··· Supplied data

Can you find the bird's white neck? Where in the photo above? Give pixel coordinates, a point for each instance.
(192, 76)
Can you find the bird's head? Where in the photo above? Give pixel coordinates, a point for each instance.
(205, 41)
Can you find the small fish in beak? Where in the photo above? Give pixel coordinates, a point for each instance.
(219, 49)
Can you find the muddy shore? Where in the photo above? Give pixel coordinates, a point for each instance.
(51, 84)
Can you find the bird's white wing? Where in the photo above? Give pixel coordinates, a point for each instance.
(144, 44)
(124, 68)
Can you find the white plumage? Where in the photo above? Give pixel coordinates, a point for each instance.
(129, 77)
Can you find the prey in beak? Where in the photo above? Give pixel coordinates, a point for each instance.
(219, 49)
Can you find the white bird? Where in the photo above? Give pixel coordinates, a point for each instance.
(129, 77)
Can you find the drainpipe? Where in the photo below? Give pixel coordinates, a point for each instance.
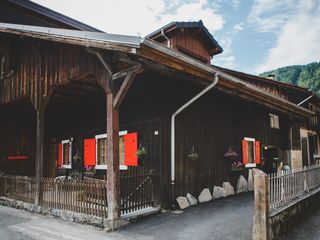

······

What to produce: Everything in the listing except the pictures must come back exactly as written.

Response area:
Can you find the bird's white neck? Where in the photo above? Give pixel coordinates, a point for each instance.
(192, 76)
Can you find the bird's head? Where in the photo above? Give pixel coordinates, a point for each instance.
(205, 41)
Can you find the small fish in beak? Where in the photo above? Give pixel coordinates, a point for each instance.
(219, 49)
Can you find the muddy shore? Where in the photo above? Give pixel coordinates, a point for each instance.
(51, 84)
Can you find the bird's white wing? Where in the photo above? Give pixel coordinates, a point for each instance.
(144, 44)
(124, 68)
Can you find the white plumage? Where in the photo above? Give pixel coordinates, a point for each instance.
(129, 77)
Can you find the prey in beak? Where in the photo above? Give pixel coordinates, a point for each instance.
(219, 49)
Can you find the white bird? Where in the photo above? Give pixel coordinates, a point for each instance.
(129, 77)
Can you find the drainpipe? Where in the photo below? Give pixel coordinates, a point for each instance.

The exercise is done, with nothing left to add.